▶ _WORK TO DO_: Which lines in the items below contain the string "sign"? Collect each of those lines and copy it in full, matching uppercase and lowercase letters exactly.

▶ _INPUT DATA_:
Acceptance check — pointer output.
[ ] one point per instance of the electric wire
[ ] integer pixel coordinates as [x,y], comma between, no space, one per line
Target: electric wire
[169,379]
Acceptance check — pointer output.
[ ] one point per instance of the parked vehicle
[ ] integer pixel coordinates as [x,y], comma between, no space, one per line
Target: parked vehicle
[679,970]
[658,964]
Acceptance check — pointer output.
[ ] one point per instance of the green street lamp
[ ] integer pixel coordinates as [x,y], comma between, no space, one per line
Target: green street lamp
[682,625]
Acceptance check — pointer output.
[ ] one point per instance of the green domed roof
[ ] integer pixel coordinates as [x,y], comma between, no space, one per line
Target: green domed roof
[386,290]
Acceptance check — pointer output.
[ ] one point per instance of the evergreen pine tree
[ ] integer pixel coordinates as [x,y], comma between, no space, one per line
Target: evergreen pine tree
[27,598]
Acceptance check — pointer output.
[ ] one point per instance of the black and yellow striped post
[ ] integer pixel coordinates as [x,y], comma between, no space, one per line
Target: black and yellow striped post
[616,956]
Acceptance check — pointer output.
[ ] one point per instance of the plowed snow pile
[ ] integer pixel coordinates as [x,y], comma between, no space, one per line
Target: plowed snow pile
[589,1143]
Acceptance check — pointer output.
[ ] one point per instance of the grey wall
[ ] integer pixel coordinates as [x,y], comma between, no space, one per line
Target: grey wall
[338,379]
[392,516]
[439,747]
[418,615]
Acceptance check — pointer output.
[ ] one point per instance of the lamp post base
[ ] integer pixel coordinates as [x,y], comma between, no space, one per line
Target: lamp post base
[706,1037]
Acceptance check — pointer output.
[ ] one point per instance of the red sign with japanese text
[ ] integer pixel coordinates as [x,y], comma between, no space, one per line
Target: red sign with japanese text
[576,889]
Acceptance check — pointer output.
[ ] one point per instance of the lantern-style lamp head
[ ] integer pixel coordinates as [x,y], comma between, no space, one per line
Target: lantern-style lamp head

▶ _RESULT OF THE TASK_:
[ ] one point per instance of the red sign with japanese text
Target: red sign with japanese text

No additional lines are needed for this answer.